::: DATA EXCERPTS :::

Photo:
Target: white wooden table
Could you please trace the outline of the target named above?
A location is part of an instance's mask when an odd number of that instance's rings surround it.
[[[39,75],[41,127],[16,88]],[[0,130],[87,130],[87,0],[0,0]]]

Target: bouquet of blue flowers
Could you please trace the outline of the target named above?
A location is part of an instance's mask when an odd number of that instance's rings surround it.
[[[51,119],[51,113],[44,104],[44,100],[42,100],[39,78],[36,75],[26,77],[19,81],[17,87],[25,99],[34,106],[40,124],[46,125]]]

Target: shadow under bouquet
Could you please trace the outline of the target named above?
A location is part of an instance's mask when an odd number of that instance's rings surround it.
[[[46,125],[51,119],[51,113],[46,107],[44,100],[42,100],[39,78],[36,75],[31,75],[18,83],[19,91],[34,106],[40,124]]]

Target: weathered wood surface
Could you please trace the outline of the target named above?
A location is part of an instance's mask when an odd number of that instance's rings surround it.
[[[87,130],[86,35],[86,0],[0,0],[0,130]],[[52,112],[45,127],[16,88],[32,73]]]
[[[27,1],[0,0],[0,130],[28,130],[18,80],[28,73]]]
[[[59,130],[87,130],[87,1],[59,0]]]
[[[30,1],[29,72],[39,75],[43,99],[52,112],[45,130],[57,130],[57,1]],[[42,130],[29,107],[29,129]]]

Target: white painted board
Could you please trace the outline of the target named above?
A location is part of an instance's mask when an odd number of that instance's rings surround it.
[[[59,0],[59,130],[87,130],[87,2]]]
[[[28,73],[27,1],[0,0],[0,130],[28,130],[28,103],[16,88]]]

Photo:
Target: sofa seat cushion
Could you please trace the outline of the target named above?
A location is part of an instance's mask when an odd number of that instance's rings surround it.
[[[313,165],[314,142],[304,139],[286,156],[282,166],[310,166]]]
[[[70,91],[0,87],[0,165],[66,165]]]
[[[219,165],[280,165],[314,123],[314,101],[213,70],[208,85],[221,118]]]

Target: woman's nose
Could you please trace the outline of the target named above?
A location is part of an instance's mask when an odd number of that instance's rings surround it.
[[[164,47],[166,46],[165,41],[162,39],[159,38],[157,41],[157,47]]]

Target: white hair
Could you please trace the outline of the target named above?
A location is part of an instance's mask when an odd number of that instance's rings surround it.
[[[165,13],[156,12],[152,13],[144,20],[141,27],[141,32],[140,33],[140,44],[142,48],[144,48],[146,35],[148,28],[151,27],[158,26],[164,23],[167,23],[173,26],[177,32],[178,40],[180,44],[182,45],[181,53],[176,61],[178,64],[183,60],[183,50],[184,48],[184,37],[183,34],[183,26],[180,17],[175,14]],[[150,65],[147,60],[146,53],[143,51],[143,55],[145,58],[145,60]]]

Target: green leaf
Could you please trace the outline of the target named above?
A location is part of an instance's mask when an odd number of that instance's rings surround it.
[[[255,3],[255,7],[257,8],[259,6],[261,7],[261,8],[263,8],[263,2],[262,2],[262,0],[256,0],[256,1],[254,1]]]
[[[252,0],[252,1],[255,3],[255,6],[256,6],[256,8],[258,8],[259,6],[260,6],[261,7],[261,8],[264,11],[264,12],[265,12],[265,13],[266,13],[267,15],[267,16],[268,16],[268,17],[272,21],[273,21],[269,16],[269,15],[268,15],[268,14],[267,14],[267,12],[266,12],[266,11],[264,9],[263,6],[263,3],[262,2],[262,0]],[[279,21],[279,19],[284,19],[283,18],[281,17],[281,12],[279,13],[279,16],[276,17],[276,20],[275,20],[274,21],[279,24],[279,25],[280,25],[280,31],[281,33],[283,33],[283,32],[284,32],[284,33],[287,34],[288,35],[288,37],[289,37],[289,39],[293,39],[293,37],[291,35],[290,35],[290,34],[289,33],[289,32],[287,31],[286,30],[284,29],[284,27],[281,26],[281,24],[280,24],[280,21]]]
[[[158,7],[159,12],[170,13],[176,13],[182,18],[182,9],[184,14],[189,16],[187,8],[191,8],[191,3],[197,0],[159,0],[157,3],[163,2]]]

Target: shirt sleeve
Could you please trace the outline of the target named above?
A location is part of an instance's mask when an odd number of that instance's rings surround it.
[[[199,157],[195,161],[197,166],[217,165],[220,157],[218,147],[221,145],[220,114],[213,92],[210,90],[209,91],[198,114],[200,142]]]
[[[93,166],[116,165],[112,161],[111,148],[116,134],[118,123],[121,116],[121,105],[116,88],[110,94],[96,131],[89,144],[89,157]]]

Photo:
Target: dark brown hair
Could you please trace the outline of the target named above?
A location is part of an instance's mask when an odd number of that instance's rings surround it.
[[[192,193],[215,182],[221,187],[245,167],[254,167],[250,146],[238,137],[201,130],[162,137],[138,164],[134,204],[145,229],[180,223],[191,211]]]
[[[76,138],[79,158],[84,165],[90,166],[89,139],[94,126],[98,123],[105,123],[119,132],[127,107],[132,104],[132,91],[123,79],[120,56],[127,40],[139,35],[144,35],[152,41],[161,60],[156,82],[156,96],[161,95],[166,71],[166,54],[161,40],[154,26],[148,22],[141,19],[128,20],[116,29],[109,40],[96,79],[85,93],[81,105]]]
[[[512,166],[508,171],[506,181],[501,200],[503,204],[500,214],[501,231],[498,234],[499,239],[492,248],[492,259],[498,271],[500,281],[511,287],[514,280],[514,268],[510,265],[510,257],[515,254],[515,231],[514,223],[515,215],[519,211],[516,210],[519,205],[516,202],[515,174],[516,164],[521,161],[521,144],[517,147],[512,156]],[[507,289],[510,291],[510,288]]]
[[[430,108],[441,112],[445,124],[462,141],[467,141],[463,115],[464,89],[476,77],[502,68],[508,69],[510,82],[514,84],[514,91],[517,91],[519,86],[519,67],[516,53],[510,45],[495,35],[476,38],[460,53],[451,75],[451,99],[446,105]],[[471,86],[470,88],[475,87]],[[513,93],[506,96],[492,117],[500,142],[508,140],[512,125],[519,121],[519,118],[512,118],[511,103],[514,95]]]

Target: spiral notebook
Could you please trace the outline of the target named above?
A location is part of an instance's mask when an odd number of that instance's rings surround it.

:::

→ **THE PROBLEM**: Please print all of the entries above again, line for line, without changing anything.

→ **SOLUTION TO THIS EXERCISE**:
Photo:
Target: white wooden table
Could you please trace the outline of the target named above?
A location is part of an instance's mask when an odd number of that instance's rings surround it.
[[[39,75],[41,127],[16,88]],[[0,130],[87,130],[87,0],[0,0]]]

Target: bouquet of blue flowers
Could you please trace the outline of the target named above?
A location is part of an instance's mask when an odd number of that instance's rings surround it.
[[[51,119],[51,113],[44,104],[44,100],[42,100],[39,78],[36,75],[26,77],[19,81],[17,87],[25,99],[34,106],[40,124],[46,125]]]

Target: shadow under bouquet
Could you please trace the outline of the target named above?
A location is part of an instance's mask when an odd number of that instance's rings surround it.
[[[46,125],[51,119],[51,113],[46,107],[44,100],[42,100],[39,78],[36,75],[31,75],[18,83],[19,91],[34,106],[40,124]]]

Target: weathered wood surface
Could you please trace the outline of the target named above?
A location is part of an instance's mask when an odd number of that instance's rings surround it.
[[[87,130],[86,35],[86,0],[0,0],[0,130]],[[52,112],[45,127],[16,88],[32,73]]]
[[[27,1],[0,0],[0,130],[28,130],[18,80],[28,73]]]
[[[59,130],[87,130],[87,1],[59,0]]]
[[[30,1],[29,72],[39,75],[43,99],[52,112],[45,130],[57,130],[57,1]],[[42,130],[29,107],[29,129]]]

Target: white painted board
Could you please trace the outline of the target named above?
A location is part of an instance's mask when an odd number of that instance's rings surround it.
[[[59,0],[59,130],[87,130],[87,2]]]
[[[28,73],[27,1],[0,0],[0,130],[28,130],[28,103],[16,88]]]

Photo:
Target: sofa seat cushion
Could you please trace the outline of the target named above?
A location is part of an instance's mask when an odd number of that instance's rings surround it.
[[[313,165],[314,142],[304,139],[286,156],[282,166],[310,166]]]
[[[70,91],[0,87],[0,165],[66,165]]]
[[[219,165],[280,165],[314,123],[314,101],[213,70],[208,85],[221,118]]]

Target: woman's nose
Could you please trace the outline of the target named above?
A location is part of an instance's mask when an odd number of that instance's rings surround it.
[[[164,47],[166,46],[165,41],[162,39],[159,38],[157,41],[157,47]]]

Target: white hair
Could you please trace the outline of the target named above?
A location is part of an instance's mask when an odd number of that instance's rings surround it.
[[[165,13],[156,12],[152,13],[144,20],[141,27],[141,32],[140,33],[140,44],[142,48],[144,48],[146,35],[148,28],[151,27],[158,26],[164,23],[167,23],[173,26],[177,32],[178,40],[180,44],[182,45],[181,53],[176,61],[178,64],[183,60],[183,50],[184,48],[184,37],[183,34],[183,26],[180,17],[175,14]],[[150,65],[147,60],[146,53],[143,51],[143,55],[145,58],[145,60]]]

Target: green leaf
Could you please trace the outline of the target named above?
A location is part of an instance's mask when an odd number of that instance's rings surround it.
[[[255,3],[255,7],[257,8],[259,6],[261,7],[261,8],[263,8],[263,2],[262,2],[262,0],[256,0],[256,1],[254,1]]]
[[[252,0],[252,1],[255,3],[255,6],[256,6],[256,8],[258,8],[259,6],[260,6],[261,7],[261,8],[264,11],[264,12],[265,12],[265,13],[266,13],[267,15],[267,16],[268,16],[268,17],[272,21],[273,21],[269,16],[269,15],[268,15],[268,14],[267,14],[267,12],[266,12],[266,11],[264,9],[263,6],[263,3],[262,2],[262,0]],[[279,21],[279,19],[284,19],[283,18],[281,17],[281,12],[279,13],[279,16],[276,17],[276,20],[275,20],[274,21],[279,24],[279,25],[280,25],[280,31],[281,33],[283,33],[283,32],[284,32],[284,33],[287,34],[288,35],[288,37],[289,37],[289,39],[293,39],[293,37],[291,35],[290,35],[290,34],[289,33],[289,32],[287,31],[286,30],[284,29],[284,27],[281,26],[281,24],[280,24],[280,21]]]
[[[158,7],[159,12],[170,13],[176,13],[182,18],[182,9],[184,14],[189,16],[187,8],[191,8],[191,3],[197,0],[159,0],[157,3],[163,2]]]

Target: shirt sleeve
Could you please trace the outline of the target named above?
A location is part of an instance's mask when an odd number of that instance's rings surround it.
[[[199,157],[195,161],[197,166],[217,165],[220,157],[218,147],[221,145],[220,114],[213,92],[210,90],[209,91],[198,114],[200,142]]]
[[[93,166],[116,165],[112,161],[111,148],[116,134],[118,123],[121,116],[121,105],[116,88],[110,94],[96,131],[89,144],[89,157]]]

Photo:
Target: dark brown hair
Could you please trace the outline of the target named above?
A location is part of an instance's mask when an odd number of that instance's rings surround it.
[[[192,193],[215,182],[221,187],[245,167],[254,167],[250,146],[238,137],[201,130],[162,137],[138,164],[134,204],[145,229],[180,223],[191,211]]]
[[[76,138],[79,158],[84,165],[90,166],[89,139],[94,126],[98,123],[105,123],[119,132],[127,107],[132,104],[132,91],[123,79],[120,56],[127,40],[139,35],[144,35],[152,41],[161,60],[156,82],[156,96],[161,95],[166,71],[166,54],[161,40],[154,26],[148,22],[141,19],[128,20],[116,29],[109,40],[96,79],[85,93],[81,105]]]
[[[512,166],[508,171],[506,181],[501,200],[503,204],[500,214],[501,231],[498,234],[499,239],[492,248],[492,259],[498,271],[500,281],[511,287],[514,280],[514,268],[510,265],[510,257],[515,254],[515,231],[514,223],[515,215],[519,211],[516,210],[519,205],[516,202],[515,174],[516,164],[521,161],[521,144],[517,147],[512,156]],[[507,289],[510,291],[510,288]]]
[[[430,108],[441,112],[445,124],[462,141],[467,141],[463,115],[464,89],[476,77],[502,68],[508,69],[510,82],[514,84],[514,91],[517,91],[519,86],[519,67],[516,53],[510,45],[495,35],[476,38],[460,53],[451,75],[451,99],[446,105]],[[471,86],[470,88],[475,87]],[[513,93],[506,96],[492,117],[500,142],[508,140],[512,125],[519,121],[519,118],[512,118],[511,103],[514,95]]]

Target: spiral notebook
Could you please trace the outline of the target named above?
A location is part of an instance's mask when an odd number of that instance's rings surround it.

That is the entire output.